Material for this task =

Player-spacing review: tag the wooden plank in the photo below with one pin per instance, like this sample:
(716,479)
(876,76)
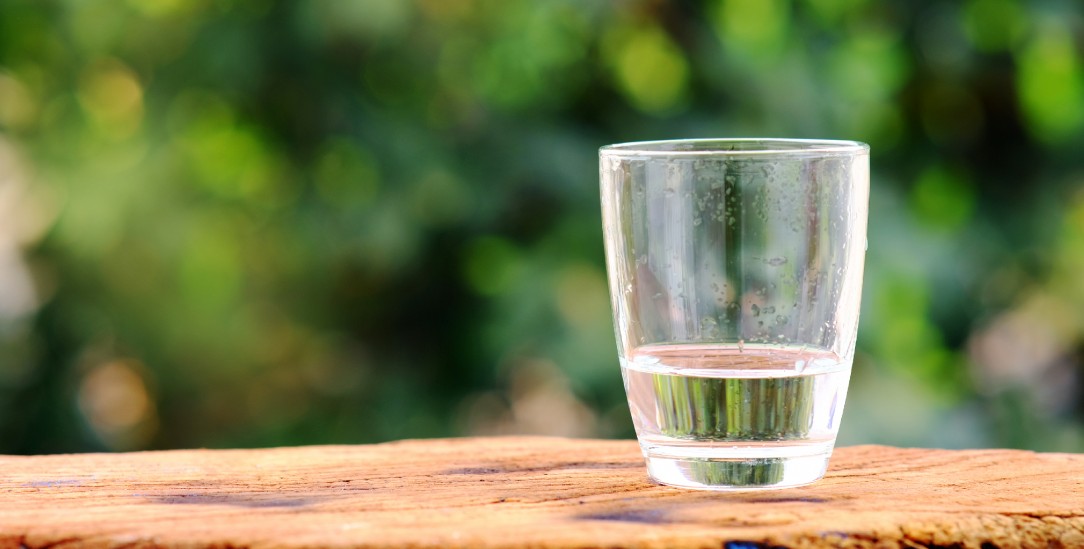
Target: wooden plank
(529,492)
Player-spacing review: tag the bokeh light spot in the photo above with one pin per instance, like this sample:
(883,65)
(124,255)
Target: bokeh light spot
(112,97)
(650,71)
(116,403)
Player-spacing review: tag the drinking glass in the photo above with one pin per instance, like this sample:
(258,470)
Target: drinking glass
(735,273)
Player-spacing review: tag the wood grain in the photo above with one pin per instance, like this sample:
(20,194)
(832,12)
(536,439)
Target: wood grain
(529,492)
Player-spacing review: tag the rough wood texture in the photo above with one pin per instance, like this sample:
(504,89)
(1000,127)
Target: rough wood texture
(529,492)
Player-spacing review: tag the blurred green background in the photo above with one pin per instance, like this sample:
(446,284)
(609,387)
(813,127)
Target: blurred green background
(252,222)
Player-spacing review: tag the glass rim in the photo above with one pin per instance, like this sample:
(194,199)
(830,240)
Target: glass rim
(751,147)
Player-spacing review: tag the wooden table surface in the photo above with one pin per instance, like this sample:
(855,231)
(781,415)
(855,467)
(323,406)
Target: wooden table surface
(529,492)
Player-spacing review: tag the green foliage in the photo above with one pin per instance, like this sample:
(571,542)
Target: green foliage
(259,222)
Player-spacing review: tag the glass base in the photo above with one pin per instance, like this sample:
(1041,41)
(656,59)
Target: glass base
(726,474)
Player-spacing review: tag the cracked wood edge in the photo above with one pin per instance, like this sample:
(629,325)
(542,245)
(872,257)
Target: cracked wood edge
(529,492)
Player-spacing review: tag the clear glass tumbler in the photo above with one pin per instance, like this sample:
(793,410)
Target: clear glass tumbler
(735,273)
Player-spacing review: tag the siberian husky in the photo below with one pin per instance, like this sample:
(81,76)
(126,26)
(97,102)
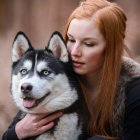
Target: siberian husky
(43,81)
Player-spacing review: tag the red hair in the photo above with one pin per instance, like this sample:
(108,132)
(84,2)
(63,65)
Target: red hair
(111,22)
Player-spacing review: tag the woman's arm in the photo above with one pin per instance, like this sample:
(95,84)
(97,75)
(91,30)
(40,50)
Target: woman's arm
(29,126)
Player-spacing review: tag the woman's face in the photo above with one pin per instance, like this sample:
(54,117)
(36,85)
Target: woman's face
(86,46)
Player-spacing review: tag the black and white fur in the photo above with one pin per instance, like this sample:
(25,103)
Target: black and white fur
(43,81)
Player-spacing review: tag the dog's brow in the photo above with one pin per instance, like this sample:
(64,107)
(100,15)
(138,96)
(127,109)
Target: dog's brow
(27,64)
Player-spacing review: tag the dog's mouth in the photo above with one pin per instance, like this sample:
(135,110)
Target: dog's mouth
(30,102)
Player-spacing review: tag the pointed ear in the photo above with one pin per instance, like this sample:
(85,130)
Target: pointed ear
(20,46)
(58,47)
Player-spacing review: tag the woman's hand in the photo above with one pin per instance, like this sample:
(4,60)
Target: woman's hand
(34,124)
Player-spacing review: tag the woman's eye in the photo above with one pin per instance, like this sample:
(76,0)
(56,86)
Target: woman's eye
(71,40)
(23,71)
(89,44)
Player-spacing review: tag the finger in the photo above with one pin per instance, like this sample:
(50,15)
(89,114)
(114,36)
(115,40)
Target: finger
(50,118)
(46,127)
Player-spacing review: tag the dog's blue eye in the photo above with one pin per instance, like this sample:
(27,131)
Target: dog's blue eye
(23,71)
(45,72)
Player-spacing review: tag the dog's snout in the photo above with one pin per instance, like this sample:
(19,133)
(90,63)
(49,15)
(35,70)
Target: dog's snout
(26,88)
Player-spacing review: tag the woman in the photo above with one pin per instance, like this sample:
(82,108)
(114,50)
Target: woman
(95,35)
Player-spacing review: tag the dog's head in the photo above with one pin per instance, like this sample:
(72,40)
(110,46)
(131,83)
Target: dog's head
(39,83)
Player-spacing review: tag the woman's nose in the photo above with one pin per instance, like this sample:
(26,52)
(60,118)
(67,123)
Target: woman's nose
(76,50)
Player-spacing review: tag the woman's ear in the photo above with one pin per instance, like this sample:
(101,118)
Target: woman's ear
(58,47)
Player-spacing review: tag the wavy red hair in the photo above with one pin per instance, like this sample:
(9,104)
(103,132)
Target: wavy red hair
(111,21)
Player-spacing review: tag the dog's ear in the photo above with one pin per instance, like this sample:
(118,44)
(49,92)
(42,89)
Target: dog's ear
(21,45)
(58,47)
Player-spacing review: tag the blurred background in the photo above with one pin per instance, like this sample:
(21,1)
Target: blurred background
(38,19)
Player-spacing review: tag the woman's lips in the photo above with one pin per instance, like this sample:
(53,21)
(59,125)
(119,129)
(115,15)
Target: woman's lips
(77,64)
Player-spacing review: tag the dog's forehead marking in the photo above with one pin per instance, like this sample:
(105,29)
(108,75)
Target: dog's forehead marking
(41,65)
(28,64)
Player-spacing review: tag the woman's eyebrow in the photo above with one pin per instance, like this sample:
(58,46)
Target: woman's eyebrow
(69,35)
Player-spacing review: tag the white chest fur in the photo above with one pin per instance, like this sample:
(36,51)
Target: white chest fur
(67,129)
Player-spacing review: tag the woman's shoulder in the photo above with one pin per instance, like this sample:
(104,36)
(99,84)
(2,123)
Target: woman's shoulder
(133,92)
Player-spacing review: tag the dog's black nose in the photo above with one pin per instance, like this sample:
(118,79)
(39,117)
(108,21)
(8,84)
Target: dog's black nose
(26,87)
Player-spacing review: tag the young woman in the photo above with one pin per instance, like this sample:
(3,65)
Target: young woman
(95,35)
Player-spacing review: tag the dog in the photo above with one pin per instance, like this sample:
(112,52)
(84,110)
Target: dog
(43,81)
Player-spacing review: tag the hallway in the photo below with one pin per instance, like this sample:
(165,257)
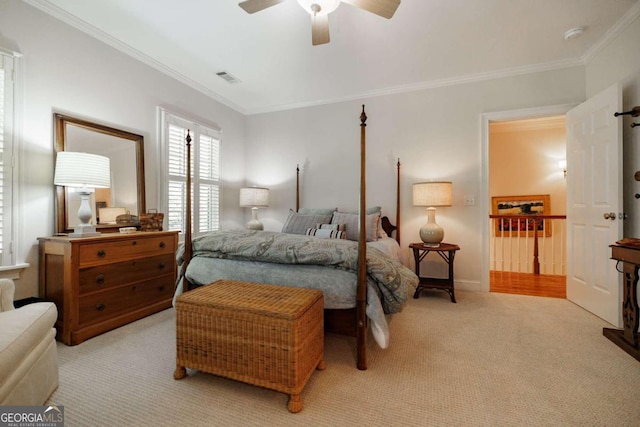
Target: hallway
(541,285)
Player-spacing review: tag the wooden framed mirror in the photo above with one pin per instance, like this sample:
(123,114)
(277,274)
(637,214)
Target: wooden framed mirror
(127,193)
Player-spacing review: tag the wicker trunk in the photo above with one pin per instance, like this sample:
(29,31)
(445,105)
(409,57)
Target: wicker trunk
(265,335)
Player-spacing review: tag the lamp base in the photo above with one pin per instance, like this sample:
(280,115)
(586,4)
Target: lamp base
(84,230)
(431,233)
(254,224)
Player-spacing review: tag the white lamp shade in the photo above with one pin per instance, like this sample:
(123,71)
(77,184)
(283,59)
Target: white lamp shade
(74,169)
(432,194)
(254,197)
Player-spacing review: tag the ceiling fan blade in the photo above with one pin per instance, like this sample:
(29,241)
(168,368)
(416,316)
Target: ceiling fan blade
(253,6)
(319,29)
(384,8)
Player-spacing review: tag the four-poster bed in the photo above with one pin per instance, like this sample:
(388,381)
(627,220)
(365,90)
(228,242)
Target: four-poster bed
(361,283)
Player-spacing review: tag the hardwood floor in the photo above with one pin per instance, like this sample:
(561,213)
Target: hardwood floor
(542,285)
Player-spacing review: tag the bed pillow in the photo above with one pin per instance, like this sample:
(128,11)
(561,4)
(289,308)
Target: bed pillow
(339,227)
(371,210)
(297,223)
(351,223)
(317,211)
(326,233)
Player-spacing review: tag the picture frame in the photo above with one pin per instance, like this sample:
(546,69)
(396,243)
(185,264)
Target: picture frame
(521,206)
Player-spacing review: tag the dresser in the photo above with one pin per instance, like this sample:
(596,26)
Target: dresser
(103,282)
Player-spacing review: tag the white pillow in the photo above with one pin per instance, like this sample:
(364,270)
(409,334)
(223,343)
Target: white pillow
(298,224)
(326,233)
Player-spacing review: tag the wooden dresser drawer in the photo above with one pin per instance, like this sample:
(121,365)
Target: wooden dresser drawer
(105,276)
(102,282)
(102,305)
(124,249)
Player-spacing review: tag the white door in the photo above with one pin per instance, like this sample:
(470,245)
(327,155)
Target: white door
(594,204)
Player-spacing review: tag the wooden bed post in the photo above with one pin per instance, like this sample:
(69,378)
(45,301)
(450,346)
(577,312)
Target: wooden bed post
(188,249)
(398,202)
(297,188)
(361,292)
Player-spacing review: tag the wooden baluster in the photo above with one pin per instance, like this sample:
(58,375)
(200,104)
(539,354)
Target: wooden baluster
(536,261)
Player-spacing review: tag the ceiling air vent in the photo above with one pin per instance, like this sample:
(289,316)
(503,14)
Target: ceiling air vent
(228,77)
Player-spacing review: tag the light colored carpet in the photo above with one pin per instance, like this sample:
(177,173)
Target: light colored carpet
(489,360)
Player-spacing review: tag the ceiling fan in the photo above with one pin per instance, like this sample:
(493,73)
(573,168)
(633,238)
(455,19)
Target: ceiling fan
(320,10)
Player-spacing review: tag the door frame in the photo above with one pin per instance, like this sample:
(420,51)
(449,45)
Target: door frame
(485,118)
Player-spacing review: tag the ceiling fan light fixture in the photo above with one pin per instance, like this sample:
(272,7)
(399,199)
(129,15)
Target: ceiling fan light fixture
(319,7)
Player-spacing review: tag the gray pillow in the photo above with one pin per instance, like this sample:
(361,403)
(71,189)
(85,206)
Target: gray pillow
(351,223)
(298,224)
(371,210)
(316,211)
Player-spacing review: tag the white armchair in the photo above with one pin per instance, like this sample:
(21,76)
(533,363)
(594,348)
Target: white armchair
(28,352)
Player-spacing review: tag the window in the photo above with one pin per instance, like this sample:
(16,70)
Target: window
(7,160)
(205,173)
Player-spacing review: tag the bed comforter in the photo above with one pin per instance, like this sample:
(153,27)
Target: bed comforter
(294,260)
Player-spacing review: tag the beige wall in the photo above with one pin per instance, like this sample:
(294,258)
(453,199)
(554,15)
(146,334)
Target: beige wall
(68,71)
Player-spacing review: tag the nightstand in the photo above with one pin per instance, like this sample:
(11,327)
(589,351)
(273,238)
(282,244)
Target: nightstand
(447,252)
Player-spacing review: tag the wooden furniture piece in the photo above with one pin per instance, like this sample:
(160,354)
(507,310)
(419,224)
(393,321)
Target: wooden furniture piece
(447,252)
(351,321)
(266,335)
(103,282)
(628,338)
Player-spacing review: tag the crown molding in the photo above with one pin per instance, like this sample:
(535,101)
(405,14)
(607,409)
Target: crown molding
(89,29)
(83,26)
(632,14)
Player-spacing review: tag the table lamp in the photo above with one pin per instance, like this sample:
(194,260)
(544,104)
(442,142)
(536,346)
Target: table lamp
(83,172)
(254,198)
(432,194)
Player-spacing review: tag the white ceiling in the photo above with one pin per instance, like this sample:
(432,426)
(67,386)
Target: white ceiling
(427,43)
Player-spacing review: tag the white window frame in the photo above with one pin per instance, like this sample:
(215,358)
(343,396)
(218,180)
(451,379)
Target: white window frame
(10,62)
(197,128)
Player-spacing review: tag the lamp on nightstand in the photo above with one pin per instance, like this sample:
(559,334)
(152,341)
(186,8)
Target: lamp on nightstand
(84,172)
(254,198)
(432,194)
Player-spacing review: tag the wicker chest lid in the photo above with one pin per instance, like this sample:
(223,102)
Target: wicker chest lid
(248,297)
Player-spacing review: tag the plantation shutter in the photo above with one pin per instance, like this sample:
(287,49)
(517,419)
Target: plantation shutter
(205,175)
(6,155)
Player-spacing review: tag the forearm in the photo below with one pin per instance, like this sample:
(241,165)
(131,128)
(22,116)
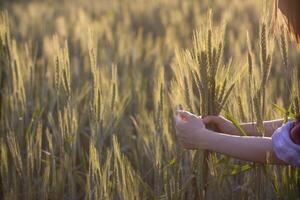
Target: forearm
(269,126)
(255,149)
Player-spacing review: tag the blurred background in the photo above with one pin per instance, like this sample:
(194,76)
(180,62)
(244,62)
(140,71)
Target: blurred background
(89,90)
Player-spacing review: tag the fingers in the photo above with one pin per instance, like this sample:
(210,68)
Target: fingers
(210,119)
(185,116)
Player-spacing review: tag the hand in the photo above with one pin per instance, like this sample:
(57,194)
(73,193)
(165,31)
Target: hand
(222,124)
(190,130)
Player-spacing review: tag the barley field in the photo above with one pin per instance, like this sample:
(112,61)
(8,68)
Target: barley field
(89,89)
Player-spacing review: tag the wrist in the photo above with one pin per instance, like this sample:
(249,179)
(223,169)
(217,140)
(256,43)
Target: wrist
(204,139)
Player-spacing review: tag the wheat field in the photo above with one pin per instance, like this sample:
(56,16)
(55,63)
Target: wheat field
(88,92)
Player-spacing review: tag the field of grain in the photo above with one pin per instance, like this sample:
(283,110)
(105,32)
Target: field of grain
(88,92)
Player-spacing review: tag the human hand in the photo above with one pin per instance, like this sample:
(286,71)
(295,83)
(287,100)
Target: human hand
(190,130)
(222,124)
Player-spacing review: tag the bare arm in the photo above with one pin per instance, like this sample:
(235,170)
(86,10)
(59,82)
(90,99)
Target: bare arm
(255,149)
(225,126)
(192,134)
(270,127)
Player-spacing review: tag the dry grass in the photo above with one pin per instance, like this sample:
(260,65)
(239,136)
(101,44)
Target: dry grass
(88,92)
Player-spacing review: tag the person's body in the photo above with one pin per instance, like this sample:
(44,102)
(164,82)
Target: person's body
(278,146)
(193,135)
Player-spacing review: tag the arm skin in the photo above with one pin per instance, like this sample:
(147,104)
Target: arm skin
(249,148)
(270,127)
(192,134)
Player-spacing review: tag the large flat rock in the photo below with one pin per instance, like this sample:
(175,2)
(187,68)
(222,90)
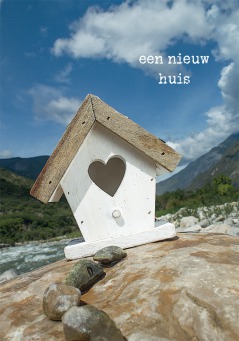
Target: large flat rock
(183,289)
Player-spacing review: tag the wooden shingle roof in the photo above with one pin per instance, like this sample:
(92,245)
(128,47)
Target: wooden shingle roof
(92,110)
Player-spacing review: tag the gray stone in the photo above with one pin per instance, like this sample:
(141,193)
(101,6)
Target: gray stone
(110,255)
(88,323)
(7,275)
(185,289)
(217,228)
(145,337)
(58,298)
(194,229)
(204,223)
(219,218)
(188,221)
(84,274)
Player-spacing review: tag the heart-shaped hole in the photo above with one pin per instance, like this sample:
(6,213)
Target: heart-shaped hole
(109,176)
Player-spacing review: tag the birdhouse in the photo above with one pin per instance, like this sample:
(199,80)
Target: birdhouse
(106,165)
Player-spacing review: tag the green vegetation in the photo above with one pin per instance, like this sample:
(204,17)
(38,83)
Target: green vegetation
(216,192)
(24,218)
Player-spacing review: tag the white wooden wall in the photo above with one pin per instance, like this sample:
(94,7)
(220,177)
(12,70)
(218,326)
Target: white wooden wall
(96,212)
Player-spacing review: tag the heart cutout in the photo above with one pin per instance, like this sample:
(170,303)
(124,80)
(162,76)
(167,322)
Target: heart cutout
(107,176)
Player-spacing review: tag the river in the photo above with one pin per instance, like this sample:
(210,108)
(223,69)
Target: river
(31,256)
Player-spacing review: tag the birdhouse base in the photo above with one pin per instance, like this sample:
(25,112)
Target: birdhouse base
(85,249)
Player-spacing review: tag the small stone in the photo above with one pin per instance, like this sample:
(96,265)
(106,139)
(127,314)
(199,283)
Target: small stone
(188,221)
(204,223)
(110,255)
(58,298)
(87,323)
(145,337)
(7,275)
(84,274)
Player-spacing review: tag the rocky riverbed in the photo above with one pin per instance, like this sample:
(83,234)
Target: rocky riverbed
(182,289)
(214,219)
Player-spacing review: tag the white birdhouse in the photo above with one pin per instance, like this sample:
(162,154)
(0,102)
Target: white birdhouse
(106,166)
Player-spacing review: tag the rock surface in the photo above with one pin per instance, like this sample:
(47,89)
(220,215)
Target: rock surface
(89,323)
(185,289)
(110,255)
(59,298)
(8,274)
(84,274)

Goal = Starting from the line containing "Player-spacing review: tag the birdhouse in" and ending with the final line of the data, reproduce each line exactly as it appears, including no other lines.

Output of the task =
Player-spacing review: tag the birdhouse in the photo above with one pin per instance, like this sample:
(199,80)
Target: birdhouse
(106,165)
Player-spacing review: tag the green vegetation in the photo above with one pin per instance, like this sample:
(204,17)
(38,83)
Target: green vegetation
(216,192)
(24,218)
Player-spacing review: tag the white wooden wall in the photo above with one pin per instance, like this sample:
(94,7)
(220,177)
(12,70)
(218,326)
Target: white wooden wall
(96,212)
Player-spacing review: tag the heart cutout in the photo above with one pin per instance, like this sample:
(170,303)
(124,80)
(162,76)
(167,322)
Target: heart cutout
(107,176)
Player-spacing review: tag the river in the photo above with one pin per instance, like this sample:
(210,108)
(223,69)
Target: river
(31,256)
Player-spacing review: tag the birdhouse base in the photo above with one pin per instance, like this sample:
(25,112)
Target: birdhouse base
(85,249)
Player-spacing review: tag the small stone in the photo above with one pin per instance, like this sample:
(96,265)
(106,139)
(127,314)
(199,283)
Target: small stone
(188,221)
(204,223)
(110,255)
(58,298)
(87,323)
(145,337)
(7,275)
(84,274)
Player-spacing review: tag the rocky riverbed in the photo above with one pin per instance, like this sample:
(83,234)
Target: rocky riverbed
(182,289)
(214,219)
Player-spacing review: tag the white birdhouse in the photo above with one pin per instance, like this sample:
(162,154)
(0,102)
Target: white birdhouse
(106,166)
Player-spacing review: tag the rock surface in the photo above with one pin per instance, like this sample:
(47,89)
(220,215)
Target: rock surface
(89,323)
(185,289)
(110,255)
(59,298)
(8,274)
(84,274)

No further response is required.